:: Task ::
Copy the listing below line for line without alteration, omitting any images from your output.

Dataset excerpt
————
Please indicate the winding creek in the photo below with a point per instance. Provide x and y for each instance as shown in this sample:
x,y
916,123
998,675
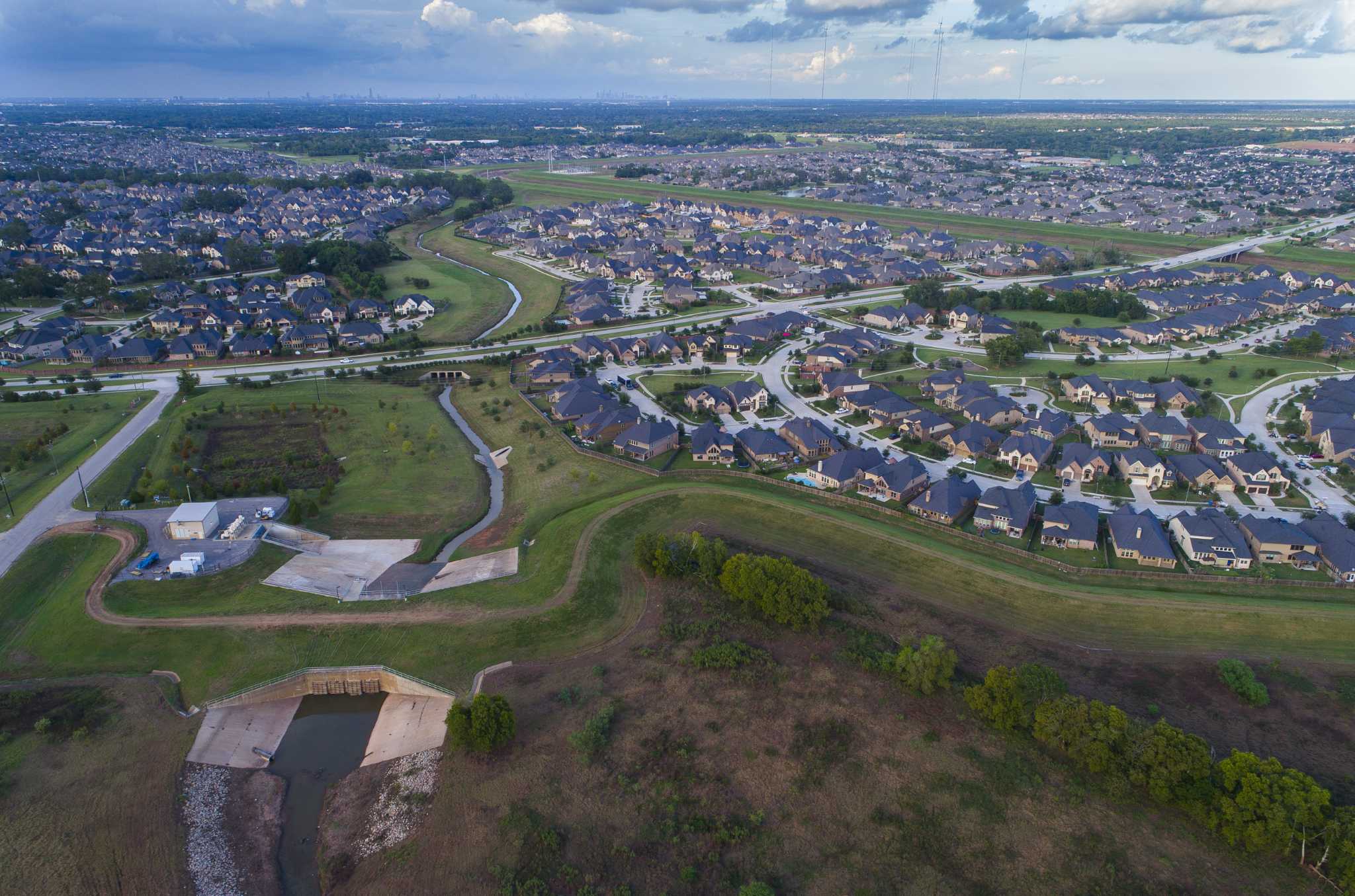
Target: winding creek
x,y
326,741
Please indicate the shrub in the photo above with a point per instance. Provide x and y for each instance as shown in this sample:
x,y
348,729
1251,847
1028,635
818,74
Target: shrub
x,y
595,735
486,726
728,655
777,588
1241,681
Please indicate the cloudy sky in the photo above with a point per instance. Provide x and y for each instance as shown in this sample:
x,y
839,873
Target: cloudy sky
x,y
1113,49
————
:: Solution for this problem ::
Please indicate the winding creek in the photo below with a point per instance. Provide x and y for each instance as shown in this sample:
x,y
916,123
998,675
Target: winding creek
x,y
326,741
Please indicate the shrub in the photo above with a point per instance. Provide x and y for each instance as shown in this sample:
x,y
348,729
1251,847
1028,635
818,74
Target: shrub
x,y
595,735
486,726
728,655
777,588
1241,681
Please indicate the cloudy sky in the photo above with a point per instance. Provide x and y for each instance as shown in this sample:
x,y
839,873
Target: cloudy sky
x,y
1113,49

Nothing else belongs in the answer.